═════ PAGE EXCERPT

This imbalance only became clear to me on a hungover New Year’s Day rewatch a couple of years ago: I saw The Sound of Music so many times as a child that I took a near 20-year break from the film for it to regain its fascination, or me mine. After the infallible, head-clearing tonic of that first number, I was struck by the frequent smallness and occasional stiffness of the film that once seemed to me as big as any could be. The stilted love triangle between Andrews’ impossibly winsome Maria, Christopher Plummer’s improbably handsome Captain von Trapp and Eleanor Parker’s unluckily jilted Baroness is the stuff of any dusty midcentury soap; the collective angst of the motherless von Trapp children is vaguely written and blandly performed. The film urgently needs the stakes-raising intrusion of the Nazis in its second half; the breath-held tension of its climactic escape sequence may be drafted in from another movie altogether, but necessarily so.
And yet The Sound of Music is, as ever, more than the sum of its parts. That includes not just the X-factor assets of Andrews’ peachy luminescence and the miraculous alchemy that takes place between her and her grinning onscreen brood, or the irresistibly sticky quality of even its worst songs – Something Good, specifically, which I can still sing by heart – but the unquantifiable personal associations that each viewer brings to the film. It is, for me, a work enriched by the countless quote marks that surround it now. That the already riotously chintzy Lonely Goatherd number is forever bonded in my mind with Gwen Stefani’s 2006 hip-hop makeover of the song only intensifies the glee it brings me. That I can’t see Parker’s character without mentally reciting the viral McSweeney’s letter formally announcing the cancellation of her nuptials is also the film’s benefit. As a film, The Sound of Music has always been flawed; as a culture objet, it gets ever more diamantine.
It was later in my childhood, as my affection for the film slotted into a nascent cinephilia, that I learned with some astonishment that it wasn’t universally regarded as a masterpiece – that Pauline Kael was fired from McCall’s magazine for calling it a “sugar-coated lie” and “the sound of mucus”, and that many shared in her revulsion. Later, Slavoj Zizek would term it a pro-fascist film, to cheers from detractors who have long felt pummelled by the musical’s deathless popularity. The Sound of Music was perhaps the first film to alert me to the notion of critical subjectivity, to generally agreed strata of good taste and bad taste, and to the illicit thrills of enjoying the latter.
But it’s never become a guilty pleasure: there’s too much earnest rapture in the film for that, too much honest pleasure, too much dizzily twirling joy. Film anniversaries often prompt reflections on the shortness of time, but in this case, I marvel that The Sound of Music is only 60: it’s hard to believe that cinema lived and thrived as long as it did without the film’s most enduring images, inspiring fantasy and mockery in equal measure, as elemental and immovable as the Alps themselves.

══════════
═════ EXTRACTED RECORDS

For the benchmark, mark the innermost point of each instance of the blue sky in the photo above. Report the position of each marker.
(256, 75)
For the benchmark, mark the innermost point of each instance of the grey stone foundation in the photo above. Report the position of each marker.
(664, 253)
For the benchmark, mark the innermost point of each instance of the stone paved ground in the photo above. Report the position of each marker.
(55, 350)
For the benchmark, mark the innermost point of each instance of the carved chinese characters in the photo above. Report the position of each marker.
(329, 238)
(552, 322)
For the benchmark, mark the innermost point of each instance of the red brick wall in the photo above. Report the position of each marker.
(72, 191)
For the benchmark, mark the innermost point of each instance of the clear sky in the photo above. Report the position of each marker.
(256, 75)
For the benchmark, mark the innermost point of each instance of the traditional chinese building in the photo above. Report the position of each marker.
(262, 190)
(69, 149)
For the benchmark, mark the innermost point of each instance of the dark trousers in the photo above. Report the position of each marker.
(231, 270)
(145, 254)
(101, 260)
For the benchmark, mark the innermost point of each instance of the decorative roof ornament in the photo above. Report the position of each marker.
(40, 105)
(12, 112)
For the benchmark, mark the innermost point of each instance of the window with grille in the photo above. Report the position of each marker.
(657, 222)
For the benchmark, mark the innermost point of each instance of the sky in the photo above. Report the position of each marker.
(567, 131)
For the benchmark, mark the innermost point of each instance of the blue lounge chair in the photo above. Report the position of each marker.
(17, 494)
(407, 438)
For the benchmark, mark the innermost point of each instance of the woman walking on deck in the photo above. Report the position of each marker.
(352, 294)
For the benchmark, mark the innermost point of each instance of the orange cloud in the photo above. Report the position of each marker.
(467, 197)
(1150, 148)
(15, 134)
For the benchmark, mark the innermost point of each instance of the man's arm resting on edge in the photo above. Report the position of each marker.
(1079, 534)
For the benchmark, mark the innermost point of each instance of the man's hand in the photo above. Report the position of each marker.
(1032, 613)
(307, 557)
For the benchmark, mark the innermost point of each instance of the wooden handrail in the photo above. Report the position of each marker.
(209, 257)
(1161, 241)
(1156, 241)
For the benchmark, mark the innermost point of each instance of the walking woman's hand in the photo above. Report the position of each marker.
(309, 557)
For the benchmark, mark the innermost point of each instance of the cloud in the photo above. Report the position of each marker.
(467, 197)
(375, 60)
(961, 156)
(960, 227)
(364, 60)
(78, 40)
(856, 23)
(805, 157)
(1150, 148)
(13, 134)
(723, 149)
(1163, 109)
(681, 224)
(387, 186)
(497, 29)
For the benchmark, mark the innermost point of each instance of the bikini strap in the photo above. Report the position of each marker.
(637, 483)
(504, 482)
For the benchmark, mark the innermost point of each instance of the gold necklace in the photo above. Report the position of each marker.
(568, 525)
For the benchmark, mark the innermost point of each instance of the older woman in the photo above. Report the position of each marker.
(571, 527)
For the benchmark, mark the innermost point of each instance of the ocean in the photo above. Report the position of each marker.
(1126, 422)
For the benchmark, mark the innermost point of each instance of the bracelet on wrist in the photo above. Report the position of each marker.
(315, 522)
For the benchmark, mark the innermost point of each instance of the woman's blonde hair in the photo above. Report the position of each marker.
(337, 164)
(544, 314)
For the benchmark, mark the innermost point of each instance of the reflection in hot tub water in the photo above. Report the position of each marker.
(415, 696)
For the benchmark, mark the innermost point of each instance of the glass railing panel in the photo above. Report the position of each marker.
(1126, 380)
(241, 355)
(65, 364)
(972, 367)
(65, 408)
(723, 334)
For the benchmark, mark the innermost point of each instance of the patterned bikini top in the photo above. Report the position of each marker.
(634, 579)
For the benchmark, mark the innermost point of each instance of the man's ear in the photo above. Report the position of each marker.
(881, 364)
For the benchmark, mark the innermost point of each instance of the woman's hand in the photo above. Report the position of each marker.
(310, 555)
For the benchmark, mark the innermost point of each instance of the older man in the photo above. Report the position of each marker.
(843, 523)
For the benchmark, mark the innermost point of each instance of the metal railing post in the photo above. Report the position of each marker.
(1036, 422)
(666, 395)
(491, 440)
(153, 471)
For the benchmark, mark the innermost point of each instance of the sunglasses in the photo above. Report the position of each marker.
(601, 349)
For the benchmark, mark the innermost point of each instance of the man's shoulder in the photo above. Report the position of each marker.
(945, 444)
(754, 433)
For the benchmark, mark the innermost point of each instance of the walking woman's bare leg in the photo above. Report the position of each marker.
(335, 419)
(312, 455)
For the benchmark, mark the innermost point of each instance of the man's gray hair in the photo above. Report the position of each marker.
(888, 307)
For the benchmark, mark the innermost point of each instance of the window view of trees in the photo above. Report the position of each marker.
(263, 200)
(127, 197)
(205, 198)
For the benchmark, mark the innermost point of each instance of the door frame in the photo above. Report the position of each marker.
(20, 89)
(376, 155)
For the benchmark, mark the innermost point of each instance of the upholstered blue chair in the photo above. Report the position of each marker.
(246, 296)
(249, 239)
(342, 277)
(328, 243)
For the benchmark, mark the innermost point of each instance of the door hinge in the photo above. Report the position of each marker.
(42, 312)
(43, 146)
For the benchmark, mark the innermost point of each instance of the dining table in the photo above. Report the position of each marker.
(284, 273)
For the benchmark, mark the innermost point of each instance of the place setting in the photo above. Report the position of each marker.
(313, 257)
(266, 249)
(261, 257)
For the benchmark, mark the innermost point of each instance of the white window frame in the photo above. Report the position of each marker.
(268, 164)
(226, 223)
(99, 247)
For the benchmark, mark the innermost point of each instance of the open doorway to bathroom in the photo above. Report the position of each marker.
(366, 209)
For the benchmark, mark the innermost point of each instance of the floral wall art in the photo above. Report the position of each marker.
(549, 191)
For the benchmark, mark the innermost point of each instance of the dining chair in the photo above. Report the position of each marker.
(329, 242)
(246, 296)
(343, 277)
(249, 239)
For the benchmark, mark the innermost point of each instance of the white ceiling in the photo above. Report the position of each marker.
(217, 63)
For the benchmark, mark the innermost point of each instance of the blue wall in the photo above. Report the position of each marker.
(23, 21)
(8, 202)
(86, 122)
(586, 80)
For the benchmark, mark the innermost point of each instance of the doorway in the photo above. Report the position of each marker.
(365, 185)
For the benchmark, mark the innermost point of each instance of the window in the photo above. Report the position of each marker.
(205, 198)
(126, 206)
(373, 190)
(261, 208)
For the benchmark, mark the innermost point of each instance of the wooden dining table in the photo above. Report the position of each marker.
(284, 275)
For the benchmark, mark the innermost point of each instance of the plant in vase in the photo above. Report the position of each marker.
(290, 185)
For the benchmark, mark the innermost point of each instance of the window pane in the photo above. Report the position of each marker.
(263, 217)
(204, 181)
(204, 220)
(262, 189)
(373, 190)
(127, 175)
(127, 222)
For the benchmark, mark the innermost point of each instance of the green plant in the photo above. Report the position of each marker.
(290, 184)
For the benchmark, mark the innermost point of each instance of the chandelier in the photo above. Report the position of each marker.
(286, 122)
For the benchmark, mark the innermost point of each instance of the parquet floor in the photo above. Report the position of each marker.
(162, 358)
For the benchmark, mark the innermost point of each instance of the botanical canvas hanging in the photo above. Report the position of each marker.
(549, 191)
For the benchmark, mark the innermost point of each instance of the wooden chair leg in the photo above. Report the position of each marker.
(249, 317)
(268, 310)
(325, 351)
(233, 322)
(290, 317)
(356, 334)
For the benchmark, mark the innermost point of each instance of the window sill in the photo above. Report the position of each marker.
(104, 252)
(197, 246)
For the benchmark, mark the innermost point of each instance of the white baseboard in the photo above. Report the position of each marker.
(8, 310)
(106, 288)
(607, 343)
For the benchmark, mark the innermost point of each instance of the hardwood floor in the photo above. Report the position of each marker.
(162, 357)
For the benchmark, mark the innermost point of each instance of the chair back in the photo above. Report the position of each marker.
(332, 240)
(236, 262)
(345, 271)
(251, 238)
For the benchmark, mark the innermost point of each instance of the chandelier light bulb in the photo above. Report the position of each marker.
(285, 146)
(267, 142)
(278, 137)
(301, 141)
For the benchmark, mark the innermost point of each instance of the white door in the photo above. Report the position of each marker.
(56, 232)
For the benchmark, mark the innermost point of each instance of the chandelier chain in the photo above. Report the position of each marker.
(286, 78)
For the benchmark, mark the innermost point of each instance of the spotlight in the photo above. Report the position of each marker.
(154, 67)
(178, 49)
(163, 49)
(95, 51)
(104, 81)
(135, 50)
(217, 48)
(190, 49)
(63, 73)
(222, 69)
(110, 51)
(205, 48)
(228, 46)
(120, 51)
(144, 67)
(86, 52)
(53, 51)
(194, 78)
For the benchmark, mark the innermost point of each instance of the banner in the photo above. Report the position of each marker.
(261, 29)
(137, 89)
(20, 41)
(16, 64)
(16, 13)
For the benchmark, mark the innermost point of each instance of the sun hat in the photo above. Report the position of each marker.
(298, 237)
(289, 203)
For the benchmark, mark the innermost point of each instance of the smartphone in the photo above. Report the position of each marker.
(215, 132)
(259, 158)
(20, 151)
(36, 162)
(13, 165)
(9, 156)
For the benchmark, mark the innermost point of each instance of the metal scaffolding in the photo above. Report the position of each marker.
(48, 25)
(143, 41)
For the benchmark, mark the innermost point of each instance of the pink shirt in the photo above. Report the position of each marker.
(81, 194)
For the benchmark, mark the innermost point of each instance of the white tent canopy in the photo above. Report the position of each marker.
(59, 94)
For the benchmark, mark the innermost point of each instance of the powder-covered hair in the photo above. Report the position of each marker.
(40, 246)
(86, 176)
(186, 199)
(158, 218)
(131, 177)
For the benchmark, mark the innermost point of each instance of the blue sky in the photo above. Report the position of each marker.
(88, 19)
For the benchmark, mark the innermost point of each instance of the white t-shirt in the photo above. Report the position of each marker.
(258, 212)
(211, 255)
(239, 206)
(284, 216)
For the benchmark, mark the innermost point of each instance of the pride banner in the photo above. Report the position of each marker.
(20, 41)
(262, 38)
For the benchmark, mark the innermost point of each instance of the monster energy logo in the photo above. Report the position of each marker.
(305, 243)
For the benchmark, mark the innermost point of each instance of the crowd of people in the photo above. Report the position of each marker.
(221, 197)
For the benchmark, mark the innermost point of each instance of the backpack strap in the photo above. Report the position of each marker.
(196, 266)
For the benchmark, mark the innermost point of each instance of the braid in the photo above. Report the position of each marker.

══════════

WORK ITEM A → In the essay on The Sound of Music, which magazine fired Pauline Kael?
WORK ITEM B → Using the essay on The Sound of Music, explain why the writer took a break of nearly 20 years from the film.
WORK ITEM C → In the essay on The Sound of Music, reproduce the part that opens with "It was later" and closes with "enjoying the latter.", substituting "surprise" for "astonishment".

ANSWER SPACE A → McCall's magazine fired her.

ANSWER SPACE B → The writer had seen The Sound of Music so many times as a child that a long break was needed. The aim was for the film to regain its fascination for the writer, or the writer theirs for it.

ANSWER SPACE C →
It was later in my childhood, as my affection for the film slotted into a nascent cinephilia, that I learned with some surprise that it wasn’t universally regarded as a masterpiece – that Pauline Kael was fired from McCall’s magazine for calling it a “sugar-coated lie” and “the sound of mucus”, and that many shared in her revulsion. Later, Slavoj Zizek would term it a pro-fascist film, to cheers from detractors who have long felt pummelled by the musical’s deathless popularity. The Sound of Music was perhaps the first film to alert me to the notion of critical subjectivity, to generally agreed strata of good taste and bad taste, and to the illicit thrills of enjoying the latter.